(Stored items from a collection)
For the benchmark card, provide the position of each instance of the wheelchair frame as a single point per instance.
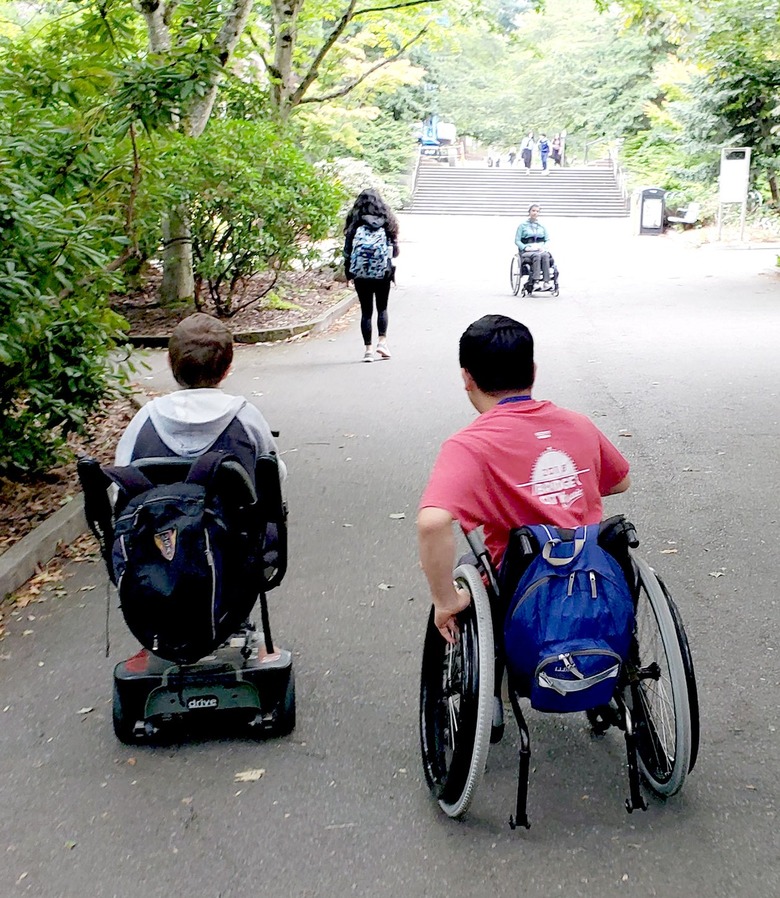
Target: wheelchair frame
(655, 702)
(516, 277)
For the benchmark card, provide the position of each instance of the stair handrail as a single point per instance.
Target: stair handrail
(416, 170)
(593, 143)
(620, 174)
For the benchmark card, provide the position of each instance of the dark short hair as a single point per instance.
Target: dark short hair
(200, 350)
(498, 352)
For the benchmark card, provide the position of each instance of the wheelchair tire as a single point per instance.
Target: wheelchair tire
(660, 686)
(515, 275)
(456, 700)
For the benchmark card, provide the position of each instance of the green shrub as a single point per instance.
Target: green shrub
(255, 205)
(60, 226)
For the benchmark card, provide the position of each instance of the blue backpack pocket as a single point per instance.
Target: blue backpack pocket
(569, 623)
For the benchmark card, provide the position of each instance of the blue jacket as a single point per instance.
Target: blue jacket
(530, 232)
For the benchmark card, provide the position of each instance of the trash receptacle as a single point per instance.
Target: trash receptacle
(648, 210)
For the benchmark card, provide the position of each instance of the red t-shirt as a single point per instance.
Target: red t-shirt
(524, 462)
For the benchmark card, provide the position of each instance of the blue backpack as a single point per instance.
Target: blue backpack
(569, 623)
(371, 255)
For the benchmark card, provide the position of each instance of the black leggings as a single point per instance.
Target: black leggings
(367, 290)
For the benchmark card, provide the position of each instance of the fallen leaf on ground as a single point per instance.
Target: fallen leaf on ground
(250, 776)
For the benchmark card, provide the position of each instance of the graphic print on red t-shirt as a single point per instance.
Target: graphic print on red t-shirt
(525, 463)
(555, 479)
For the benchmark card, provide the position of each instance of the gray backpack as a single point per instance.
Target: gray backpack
(371, 254)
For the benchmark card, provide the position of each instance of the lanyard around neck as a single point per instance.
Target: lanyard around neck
(507, 399)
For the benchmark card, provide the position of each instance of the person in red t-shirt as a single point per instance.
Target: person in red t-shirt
(522, 461)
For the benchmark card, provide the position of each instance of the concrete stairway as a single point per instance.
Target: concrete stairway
(479, 190)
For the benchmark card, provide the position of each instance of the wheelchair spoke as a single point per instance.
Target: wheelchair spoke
(657, 690)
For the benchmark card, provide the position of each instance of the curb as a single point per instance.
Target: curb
(269, 334)
(40, 545)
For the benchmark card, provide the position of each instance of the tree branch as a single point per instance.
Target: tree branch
(403, 5)
(346, 88)
(310, 76)
(308, 79)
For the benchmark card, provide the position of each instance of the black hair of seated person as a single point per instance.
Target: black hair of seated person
(498, 352)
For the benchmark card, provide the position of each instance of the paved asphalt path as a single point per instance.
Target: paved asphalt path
(675, 352)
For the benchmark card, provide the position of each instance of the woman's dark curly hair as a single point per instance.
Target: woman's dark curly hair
(369, 202)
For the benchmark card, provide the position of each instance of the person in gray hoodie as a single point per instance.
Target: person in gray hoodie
(199, 417)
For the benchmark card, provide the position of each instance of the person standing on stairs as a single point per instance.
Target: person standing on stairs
(527, 150)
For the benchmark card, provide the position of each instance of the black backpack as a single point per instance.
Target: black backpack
(186, 556)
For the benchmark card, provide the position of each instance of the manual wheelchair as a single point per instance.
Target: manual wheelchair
(240, 678)
(655, 701)
(518, 270)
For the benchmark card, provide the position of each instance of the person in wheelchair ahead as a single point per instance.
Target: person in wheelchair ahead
(522, 461)
(531, 239)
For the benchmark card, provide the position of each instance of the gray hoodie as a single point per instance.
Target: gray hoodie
(189, 422)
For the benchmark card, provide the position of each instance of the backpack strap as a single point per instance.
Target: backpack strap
(204, 469)
(554, 540)
(129, 479)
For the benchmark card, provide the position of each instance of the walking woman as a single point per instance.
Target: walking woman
(370, 245)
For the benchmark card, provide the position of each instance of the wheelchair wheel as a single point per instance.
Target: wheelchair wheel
(661, 691)
(515, 273)
(456, 700)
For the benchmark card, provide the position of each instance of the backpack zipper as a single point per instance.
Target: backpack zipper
(210, 559)
(570, 664)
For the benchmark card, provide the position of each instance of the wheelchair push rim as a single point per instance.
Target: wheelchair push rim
(456, 701)
(515, 275)
(661, 691)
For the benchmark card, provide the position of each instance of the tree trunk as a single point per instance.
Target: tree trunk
(285, 13)
(178, 283)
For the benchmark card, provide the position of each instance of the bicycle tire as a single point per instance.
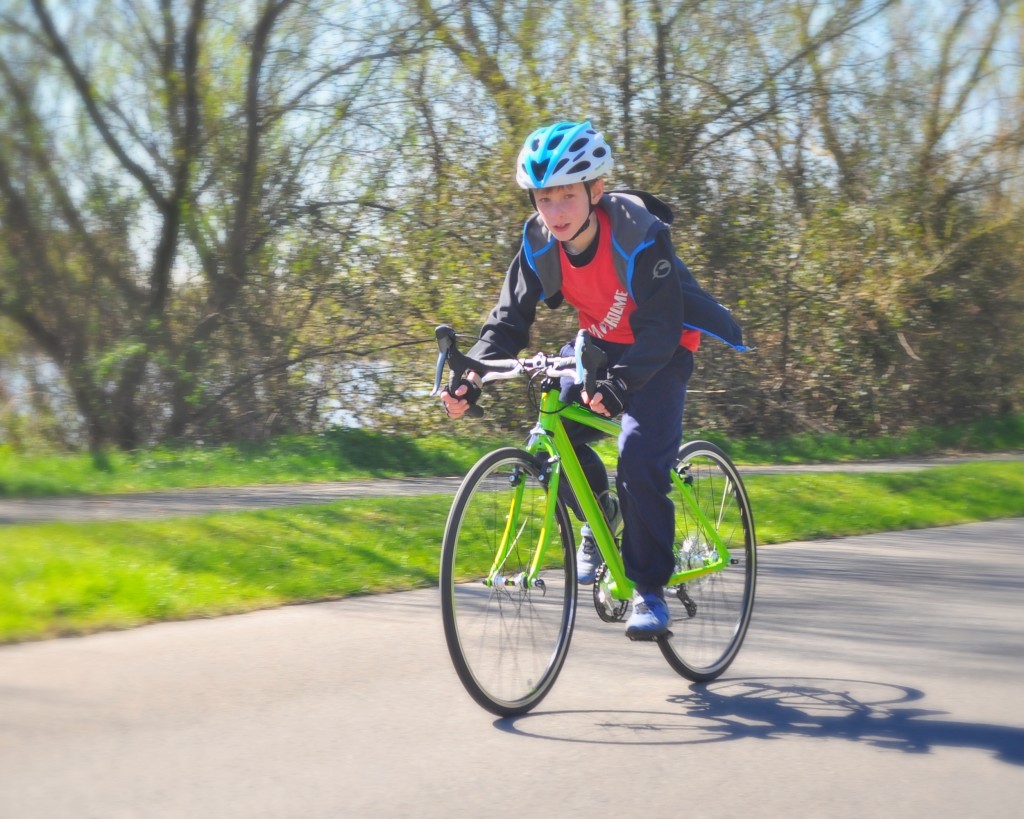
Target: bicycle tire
(508, 643)
(711, 614)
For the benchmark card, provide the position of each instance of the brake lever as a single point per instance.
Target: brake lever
(457, 363)
(445, 341)
(590, 358)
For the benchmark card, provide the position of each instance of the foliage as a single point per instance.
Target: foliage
(223, 223)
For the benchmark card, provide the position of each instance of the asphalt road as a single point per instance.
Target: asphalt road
(881, 677)
(143, 506)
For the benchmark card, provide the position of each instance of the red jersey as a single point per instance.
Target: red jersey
(599, 296)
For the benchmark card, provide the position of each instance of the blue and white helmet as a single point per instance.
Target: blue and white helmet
(561, 155)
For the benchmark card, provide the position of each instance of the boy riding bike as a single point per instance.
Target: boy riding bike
(609, 256)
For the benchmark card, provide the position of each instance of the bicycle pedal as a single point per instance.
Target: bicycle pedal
(648, 638)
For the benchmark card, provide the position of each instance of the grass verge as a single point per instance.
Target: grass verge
(74, 578)
(352, 454)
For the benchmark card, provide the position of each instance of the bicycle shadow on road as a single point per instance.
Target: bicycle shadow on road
(876, 714)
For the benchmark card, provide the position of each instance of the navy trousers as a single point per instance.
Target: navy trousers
(652, 431)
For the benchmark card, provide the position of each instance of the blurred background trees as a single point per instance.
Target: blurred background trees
(222, 221)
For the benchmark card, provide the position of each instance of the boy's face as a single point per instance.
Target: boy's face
(564, 209)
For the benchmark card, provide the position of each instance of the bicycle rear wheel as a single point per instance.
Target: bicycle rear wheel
(710, 615)
(508, 640)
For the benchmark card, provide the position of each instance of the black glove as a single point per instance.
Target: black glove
(473, 391)
(612, 391)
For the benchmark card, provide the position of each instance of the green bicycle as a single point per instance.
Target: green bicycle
(508, 576)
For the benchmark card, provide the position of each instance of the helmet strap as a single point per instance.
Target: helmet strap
(586, 223)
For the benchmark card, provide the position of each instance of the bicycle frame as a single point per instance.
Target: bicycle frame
(550, 438)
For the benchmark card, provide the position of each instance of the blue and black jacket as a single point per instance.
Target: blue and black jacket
(667, 295)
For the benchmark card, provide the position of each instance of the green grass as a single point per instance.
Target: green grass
(340, 455)
(346, 454)
(75, 578)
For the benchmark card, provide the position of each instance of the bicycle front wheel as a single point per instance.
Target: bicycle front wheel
(710, 615)
(508, 611)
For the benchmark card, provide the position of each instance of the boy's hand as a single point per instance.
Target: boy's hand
(466, 394)
(609, 397)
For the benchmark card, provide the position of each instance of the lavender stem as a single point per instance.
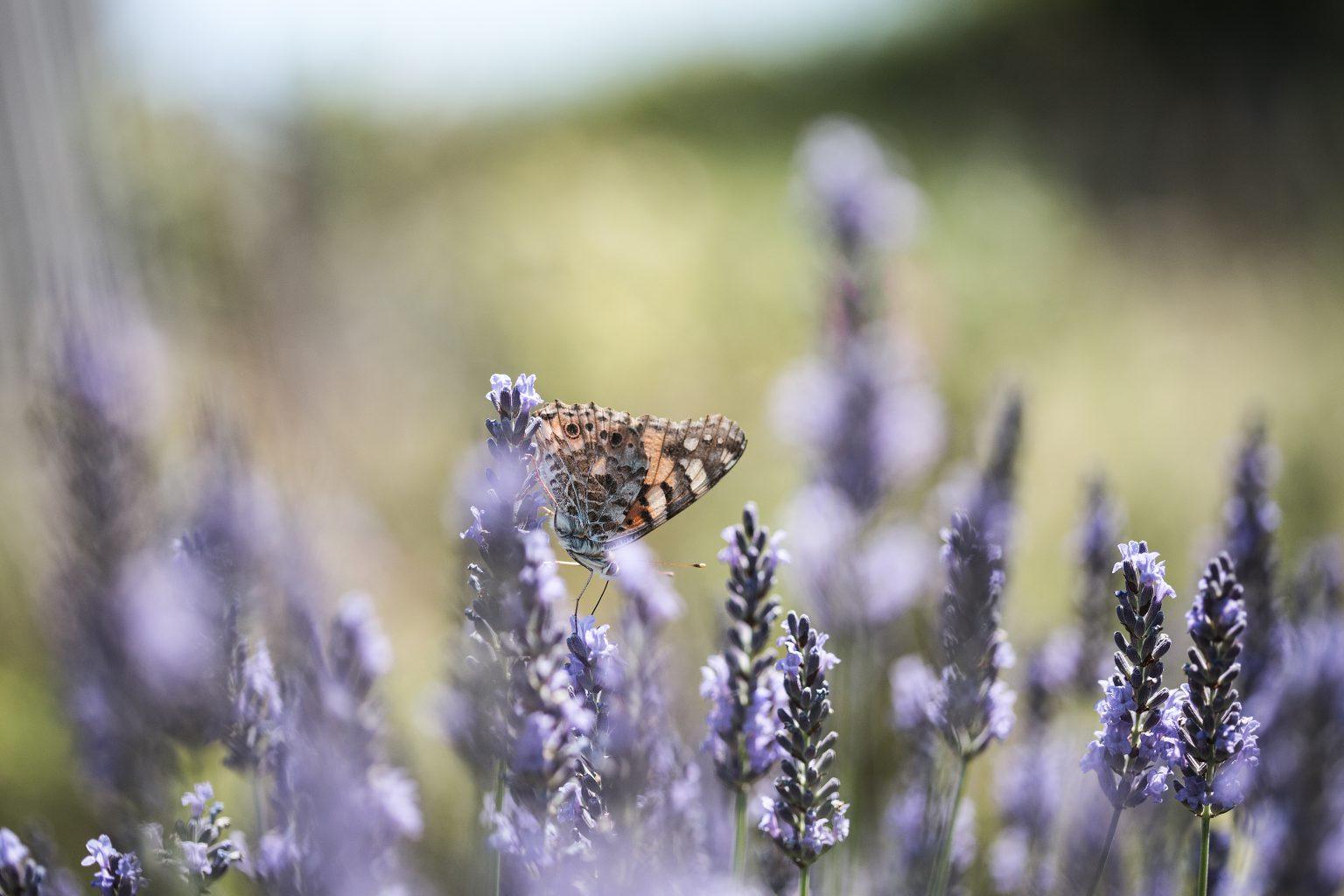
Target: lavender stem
(1105, 850)
(1201, 881)
(739, 844)
(942, 866)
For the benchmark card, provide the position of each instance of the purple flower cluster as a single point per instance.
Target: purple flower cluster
(807, 817)
(116, 873)
(973, 705)
(1221, 747)
(1138, 746)
(863, 410)
(1250, 520)
(508, 508)
(20, 875)
(744, 690)
(198, 850)
(1298, 805)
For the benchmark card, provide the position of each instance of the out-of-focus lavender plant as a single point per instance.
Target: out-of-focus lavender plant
(807, 817)
(864, 410)
(1138, 746)
(1095, 542)
(1028, 783)
(339, 808)
(508, 508)
(116, 873)
(912, 830)
(1221, 748)
(973, 705)
(742, 685)
(1298, 808)
(651, 786)
(198, 848)
(1251, 520)
(20, 875)
(94, 419)
(1319, 584)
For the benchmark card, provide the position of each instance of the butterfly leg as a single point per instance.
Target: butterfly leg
(586, 584)
(599, 597)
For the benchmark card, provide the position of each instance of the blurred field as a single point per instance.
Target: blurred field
(1116, 222)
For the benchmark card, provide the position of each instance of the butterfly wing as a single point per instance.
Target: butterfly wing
(684, 459)
(593, 465)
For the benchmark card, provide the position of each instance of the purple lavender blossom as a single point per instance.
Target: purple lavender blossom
(1251, 520)
(975, 705)
(807, 817)
(912, 826)
(198, 848)
(1095, 542)
(915, 692)
(1138, 745)
(1221, 748)
(1298, 805)
(741, 685)
(507, 511)
(116, 873)
(850, 187)
(647, 771)
(1319, 586)
(547, 722)
(258, 708)
(19, 873)
(93, 424)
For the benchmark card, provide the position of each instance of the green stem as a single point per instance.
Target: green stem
(1201, 881)
(499, 806)
(1105, 850)
(942, 865)
(739, 844)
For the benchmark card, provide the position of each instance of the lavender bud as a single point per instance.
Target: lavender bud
(1138, 746)
(19, 873)
(742, 688)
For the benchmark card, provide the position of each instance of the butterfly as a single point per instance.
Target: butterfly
(614, 479)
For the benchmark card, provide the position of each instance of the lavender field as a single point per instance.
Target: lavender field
(1028, 580)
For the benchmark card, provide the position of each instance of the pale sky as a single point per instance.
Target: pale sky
(458, 55)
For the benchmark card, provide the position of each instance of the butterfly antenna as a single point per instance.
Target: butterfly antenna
(586, 584)
(599, 598)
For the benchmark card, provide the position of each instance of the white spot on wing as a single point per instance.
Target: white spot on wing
(695, 471)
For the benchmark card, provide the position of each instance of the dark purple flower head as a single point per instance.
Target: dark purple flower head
(1251, 520)
(1138, 745)
(805, 817)
(852, 190)
(19, 873)
(198, 850)
(1221, 748)
(1298, 803)
(741, 684)
(975, 705)
(116, 873)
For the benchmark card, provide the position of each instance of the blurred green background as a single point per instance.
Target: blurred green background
(1133, 211)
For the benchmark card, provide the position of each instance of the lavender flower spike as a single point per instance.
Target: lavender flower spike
(1251, 520)
(117, 873)
(1221, 747)
(807, 817)
(1138, 748)
(741, 684)
(1138, 745)
(19, 873)
(198, 848)
(975, 705)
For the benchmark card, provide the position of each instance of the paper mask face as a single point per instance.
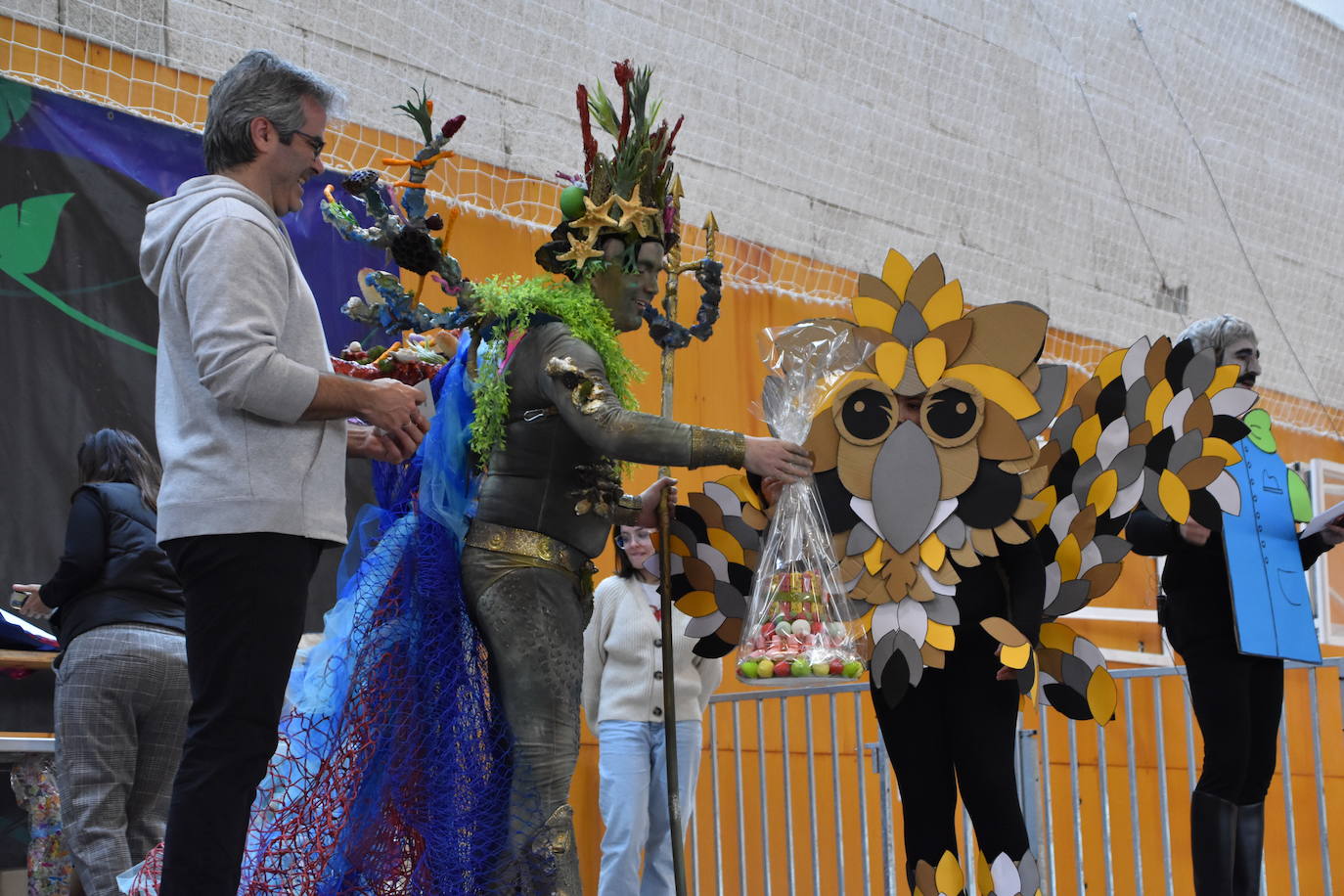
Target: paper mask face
(930, 445)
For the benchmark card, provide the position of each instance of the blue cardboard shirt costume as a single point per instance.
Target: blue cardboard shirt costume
(1271, 602)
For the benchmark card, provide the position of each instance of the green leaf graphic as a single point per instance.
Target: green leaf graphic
(1298, 497)
(27, 231)
(1261, 434)
(15, 98)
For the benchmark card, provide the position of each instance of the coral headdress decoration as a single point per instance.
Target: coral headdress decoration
(625, 194)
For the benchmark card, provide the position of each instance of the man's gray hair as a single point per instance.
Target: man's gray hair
(261, 85)
(1217, 334)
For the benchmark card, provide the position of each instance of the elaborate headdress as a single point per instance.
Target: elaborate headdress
(625, 194)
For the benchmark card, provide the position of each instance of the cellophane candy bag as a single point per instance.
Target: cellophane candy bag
(796, 629)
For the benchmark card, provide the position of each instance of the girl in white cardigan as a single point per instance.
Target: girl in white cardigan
(622, 701)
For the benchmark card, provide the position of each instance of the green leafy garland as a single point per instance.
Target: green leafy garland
(513, 301)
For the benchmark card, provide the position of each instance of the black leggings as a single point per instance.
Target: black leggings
(957, 729)
(1238, 701)
(246, 597)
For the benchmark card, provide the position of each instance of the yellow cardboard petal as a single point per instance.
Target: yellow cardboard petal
(1015, 657)
(834, 389)
(1100, 696)
(870, 312)
(930, 360)
(890, 360)
(1069, 557)
(998, 385)
(697, 604)
(1110, 366)
(1086, 437)
(1157, 402)
(948, 876)
(1102, 490)
(1224, 378)
(941, 636)
(931, 551)
(897, 272)
(1175, 496)
(729, 546)
(945, 305)
(873, 557)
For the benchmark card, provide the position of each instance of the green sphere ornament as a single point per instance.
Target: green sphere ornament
(571, 202)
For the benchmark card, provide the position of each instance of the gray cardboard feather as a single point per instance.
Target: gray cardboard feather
(910, 326)
(908, 648)
(1136, 403)
(725, 497)
(1199, 373)
(1186, 449)
(953, 532)
(1132, 368)
(1066, 426)
(1050, 392)
(1174, 416)
(944, 608)
(861, 539)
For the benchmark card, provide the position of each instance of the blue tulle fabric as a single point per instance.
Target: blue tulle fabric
(392, 774)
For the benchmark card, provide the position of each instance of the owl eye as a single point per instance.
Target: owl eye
(866, 413)
(952, 413)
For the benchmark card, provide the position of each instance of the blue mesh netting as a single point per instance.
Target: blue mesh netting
(392, 771)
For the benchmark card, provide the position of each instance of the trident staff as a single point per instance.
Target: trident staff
(672, 336)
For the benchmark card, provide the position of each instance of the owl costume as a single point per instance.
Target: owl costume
(962, 536)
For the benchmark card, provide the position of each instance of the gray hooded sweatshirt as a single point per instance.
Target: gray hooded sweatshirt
(240, 352)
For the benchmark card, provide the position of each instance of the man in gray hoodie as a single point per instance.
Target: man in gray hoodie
(252, 434)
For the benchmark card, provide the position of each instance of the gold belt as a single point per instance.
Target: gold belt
(504, 539)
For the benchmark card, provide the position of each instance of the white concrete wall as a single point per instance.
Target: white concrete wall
(960, 126)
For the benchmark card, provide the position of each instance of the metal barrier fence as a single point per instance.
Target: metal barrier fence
(796, 792)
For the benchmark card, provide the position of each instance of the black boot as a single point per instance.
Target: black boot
(1213, 841)
(1250, 846)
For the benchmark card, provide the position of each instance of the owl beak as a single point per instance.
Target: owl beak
(906, 484)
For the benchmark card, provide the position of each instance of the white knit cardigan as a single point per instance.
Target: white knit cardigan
(621, 658)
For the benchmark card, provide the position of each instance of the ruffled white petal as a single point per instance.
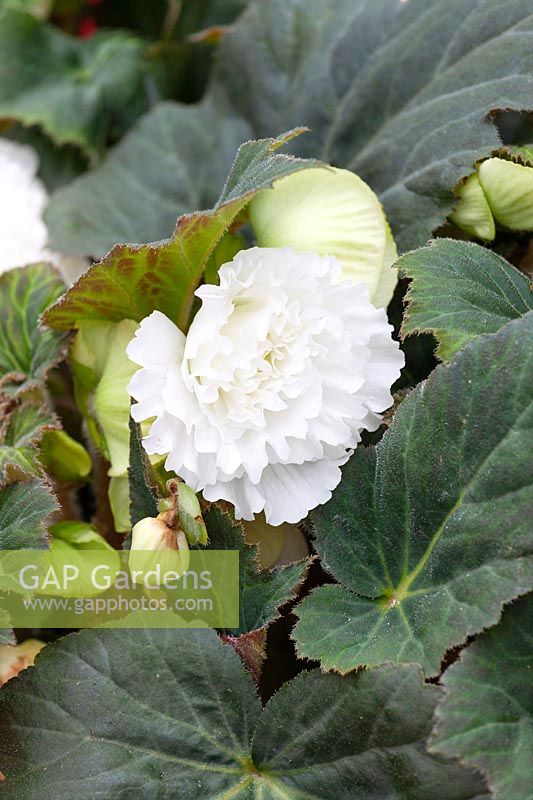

_Do this_. Quote the lines from the one containing "knit cardigan as a single point per instance." through the end of the lines, both ends included, and leave the pictures out of your answer.

_Output of the exercise_.
For the benchmark card, provide the position of each instance of the white knit cardigan as a single point per instance.
Target: white knit cardigan
(621, 658)
For the benchmark card, provide the position of each instance of the ruffled white petal as a single point per instance.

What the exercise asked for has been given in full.